━━━ DATA LISTING ━━━
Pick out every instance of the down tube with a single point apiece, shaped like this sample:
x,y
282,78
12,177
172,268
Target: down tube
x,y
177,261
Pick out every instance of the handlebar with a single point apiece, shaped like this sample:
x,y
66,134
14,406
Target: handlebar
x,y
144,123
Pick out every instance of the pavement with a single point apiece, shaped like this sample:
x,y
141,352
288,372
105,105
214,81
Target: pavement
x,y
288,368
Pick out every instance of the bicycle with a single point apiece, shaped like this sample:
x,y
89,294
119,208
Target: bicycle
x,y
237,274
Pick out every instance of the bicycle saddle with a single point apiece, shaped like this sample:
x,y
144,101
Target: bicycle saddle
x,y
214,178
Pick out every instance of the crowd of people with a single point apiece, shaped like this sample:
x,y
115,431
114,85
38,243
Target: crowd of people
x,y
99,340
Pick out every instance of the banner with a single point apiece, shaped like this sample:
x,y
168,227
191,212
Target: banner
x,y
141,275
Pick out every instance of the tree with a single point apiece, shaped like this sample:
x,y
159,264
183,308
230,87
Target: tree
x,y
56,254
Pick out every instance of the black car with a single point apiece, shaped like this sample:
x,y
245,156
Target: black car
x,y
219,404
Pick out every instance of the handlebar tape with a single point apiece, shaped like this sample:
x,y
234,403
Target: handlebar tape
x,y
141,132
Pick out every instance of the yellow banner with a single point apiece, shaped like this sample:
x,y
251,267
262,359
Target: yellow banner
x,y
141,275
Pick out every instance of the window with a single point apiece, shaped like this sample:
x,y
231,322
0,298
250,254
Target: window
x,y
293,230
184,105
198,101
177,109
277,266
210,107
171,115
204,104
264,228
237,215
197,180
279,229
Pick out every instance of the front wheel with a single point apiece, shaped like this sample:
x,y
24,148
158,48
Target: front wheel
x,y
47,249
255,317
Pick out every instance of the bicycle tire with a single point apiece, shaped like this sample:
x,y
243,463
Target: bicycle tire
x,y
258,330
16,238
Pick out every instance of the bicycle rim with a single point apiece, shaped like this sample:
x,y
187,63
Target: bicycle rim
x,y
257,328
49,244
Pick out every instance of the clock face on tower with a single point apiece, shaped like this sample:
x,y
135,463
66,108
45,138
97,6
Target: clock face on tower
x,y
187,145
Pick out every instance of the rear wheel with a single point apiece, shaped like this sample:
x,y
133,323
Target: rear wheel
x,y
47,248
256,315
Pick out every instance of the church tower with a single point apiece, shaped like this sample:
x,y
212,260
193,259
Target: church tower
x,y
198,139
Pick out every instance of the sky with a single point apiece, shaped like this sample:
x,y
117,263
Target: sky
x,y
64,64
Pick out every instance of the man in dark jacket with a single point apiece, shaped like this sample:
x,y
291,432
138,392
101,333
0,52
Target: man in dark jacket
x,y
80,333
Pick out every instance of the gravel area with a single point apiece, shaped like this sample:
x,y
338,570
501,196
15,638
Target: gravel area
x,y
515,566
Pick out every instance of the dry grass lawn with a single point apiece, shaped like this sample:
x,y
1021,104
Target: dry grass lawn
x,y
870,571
━━━
WORK TO BE COMPLETED -> All the data needs repeating. Return it exactly.

SOLUTION TO THIS EXERCISE ->
Pick out every instance of the down tube with a single point apiece, shaped like this sample:
x,y
282,78
12,177
172,268
Target: down tube
x,y
177,261
Pick out every instance of the handlebar with a single point apiece, shaped like this sample:
x,y
66,134
14,406
Target: handlebar
x,y
144,123
Pick out every instance of the pavement with a single point apiece, shaped like this sample:
x,y
141,352
288,372
105,105
214,81
Target: pavement
x,y
288,368
Pick out every instance of the bicycle with a single point apiece, shaped like this sample:
x,y
89,294
119,208
Target: bicycle
x,y
237,274
Pick out every instance of the bicycle saddle with a single point apiece, shaped like this sample:
x,y
144,101
Target: bicycle saddle
x,y
214,178
Pick out every instance of the crowd of people with a single point apiece, shaped like this sample:
x,y
115,431
114,85
38,243
Target: crowd of people
x,y
99,340
Pick out every instance of the banner with a single point apiece, shaped like this sample:
x,y
168,227
191,212
Target: banner
x,y
141,275
Pick out every instance of the tree with a single point apiece, shaped like this sample:
x,y
159,264
183,308
230,87
Target: tree
x,y
56,254
Pick out every instance of the black car with a single point apiece, shaped like this sample:
x,y
245,156
Target: black car
x,y
219,404
Pick out every instance of the handlebar tape with a single point apiece, shaped like this sample:
x,y
234,403
Target: handlebar tape
x,y
141,132
Pick out every instance of the yellow banner with a single point apiece, shaped like this sample:
x,y
251,267
262,359
Target: yellow banner
x,y
141,275
Pick out every instance of the window with a single point apiece, shaped like this sample:
x,y
231,322
0,298
250,254
Target: window
x,y
293,230
184,105
198,101
177,109
277,266
210,107
171,115
204,104
264,228
237,215
197,180
279,229
Pick out every instance of the front wheel with a single point apiece, shaped like this sample:
x,y
24,148
158,48
Target: front wheel
x,y
47,249
255,317
Pick out every instance of the bicycle tire with a single point apiece, shaped like this sample:
x,y
243,463
Target: bicycle tire
x,y
258,330
16,238
Pick out every instance of the bicycle rim with a single point apiece, shaped like this sample:
x,y
187,63
Target: bicycle rim
x,y
257,328
49,244
Pick out every instance of the clock face on tower with a single point apiece, shaped like this sample:
x,y
135,463
66,108
45,138
97,6
Target: clock face on tower
x,y
187,145
Pick out every instance of the rear wheel with a single point apiece, shaped like this sample:
x,y
133,323
Target: rear wheel
x,y
47,248
256,315
Pick out every instance of the church tower with a single point apiece, shaped like this sample:
x,y
212,260
193,259
Target: church tower
x,y
198,139
Pick out every instance of the sky with a single point apiece, shaped like this sample:
x,y
117,263
Target: sky
x,y
64,64
Pick out every instance of the man in dark jacket with a single point apiece, shaped like this sample:
x,y
291,432
138,392
101,333
0,52
Target: man in dark jacket
x,y
80,333
Pick out every instance of the gravel area with a single point apiece, shaped like this sample:
x,y
338,570
501,196
15,638
Target: gravel area
x,y
515,566
Pick out every instance of the dry grass lawn with a single point apiece, shaped like this sample:
x,y
1021,104
Target: dry grass lawn
x,y
870,571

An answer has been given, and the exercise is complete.